EXERCISES:
• 1. Answer these questions from the spatial conditioning text:
(a) How many steps does the noise schedule used for training have?
(b) What values are given for $\beta_0$ and $\beta_T$?
(c) What gives an explicit coordinate frame to control the image generation?
• 2. Pick up the spatial conditioning text after its final sentence and continue it.

EXCERPTED TEXT:

********************

For training, we use a noise schedule of $T=1000$ with a scaled linear variance noise schedule with $\beta_0 = 0.0015$ and $\beta_T = 0.0195$. See appendix \ref{appendix:DDPM} for implementation details.

\subsection{Spatial Conditioning} 
\label{sec:spatial_conditioning}

As the VQ-GAN and DDPM are purely convolution, we are able to input data of varying dimension i.e. allowing for data at varying resolution and FOVs. However this requires a form of spatial conditioning that enables modelling of such geometric variations. To produce images of varying resolution, FOV and orientation we need to model both the image and the geometry of said image represented by the affine mapping of the given image to a group space plus the grid size (or voxel dimensions). This affine transformation gives us an explicit coordinate frame to work from to control the image generation.

********************

SUPPLIED ENTRIES:
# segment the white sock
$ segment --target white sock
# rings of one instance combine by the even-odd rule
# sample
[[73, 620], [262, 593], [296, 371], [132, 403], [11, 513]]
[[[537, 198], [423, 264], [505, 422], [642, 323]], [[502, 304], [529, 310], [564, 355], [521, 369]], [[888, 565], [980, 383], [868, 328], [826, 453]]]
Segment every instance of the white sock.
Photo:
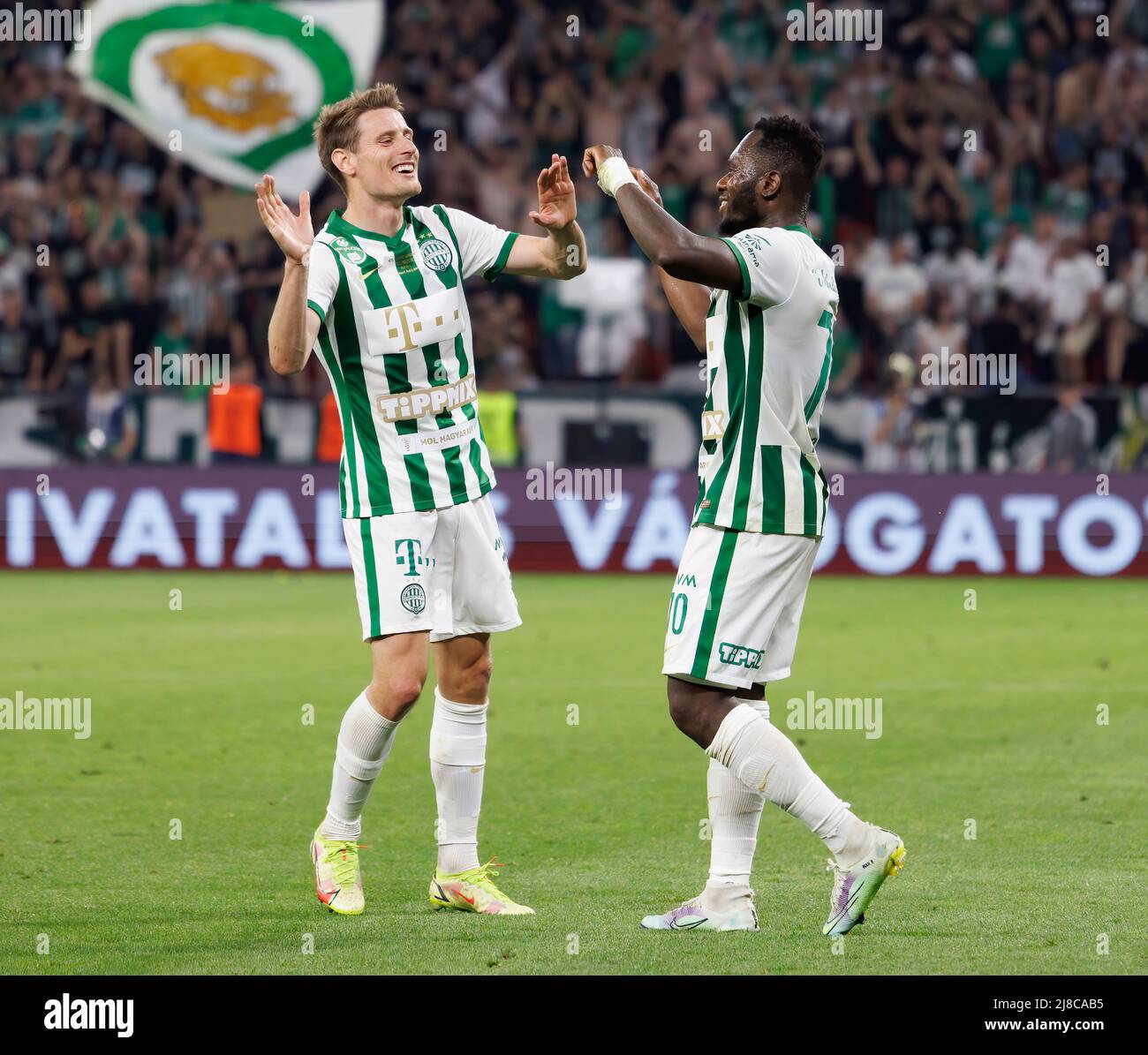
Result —
[[[746, 703], [769, 721], [766, 700]], [[739, 781], [715, 758], [709, 759], [706, 797], [709, 805], [709, 882], [701, 900], [707, 909], [729, 912], [731, 902], [750, 894], [750, 870], [766, 797]]]
[[321, 832], [328, 839], [357, 839], [363, 830], [366, 802], [382, 763], [390, 754], [398, 722], [383, 717], [364, 690], [347, 708], [339, 727], [335, 768], [331, 776], [331, 799]]
[[848, 810], [801, 758], [801, 752], [752, 707], [726, 715], [706, 754], [751, 789], [801, 821], [837, 860], [852, 863], [872, 840], [872, 829]]
[[[746, 700], [769, 721], [766, 700]], [[709, 759], [706, 773], [709, 806], [709, 881], [701, 903], [709, 912], [727, 913], [750, 897], [750, 871], [758, 848], [758, 827], [766, 797], [743, 784], [718, 759]]]
[[430, 778], [439, 802], [439, 871], [479, 867], [479, 810], [487, 765], [487, 704], [456, 704], [434, 690]]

********************

LIST OF ANSWERS:
• 1.
(a) 1000 ($T=1000$).
(b) $\beta_0 = 0.0015$ and $\beta_T = 0.0195$.
(c) The affine transformation that maps the given image to a group space.

• 2.
\textbf{VQ-VAE Spatial Conditioning:}
To control the generation we require a form of conditioning to help the VQ-VAE encode and reconstruct data at varying resolutions and also to help steer the denoising process in the DDPM. For this we take inspiration from the work in CoordConv \cite{Liu2018}. This is further adapted to model more intricate image geometries to essentially define any affine transform from one image to a group space, as similarly explored in \cite{Patel2023} for anomaly detection. This accounts for some level of spatial awareness in the data fed into the models. A CoordConv layer is a concatenation of channels to the input image referencing a predefined coordinate system. After concatenation, the input can then be fed through any given convolutional layer as normal. For a 3D image, we would thus have 3 coordinates, $ijk$, where the $i$ coordinate channel is a $h\times w\times d$ rank-1 matrix with its first row filled with 0’s, second row with 1’s and so on. This would then of course be the same for the j coordinate channel, but with columns filled with constant values not rows, and likewise for the k channel in a depth-wise fashion. These channels would then be normalised between [0,1].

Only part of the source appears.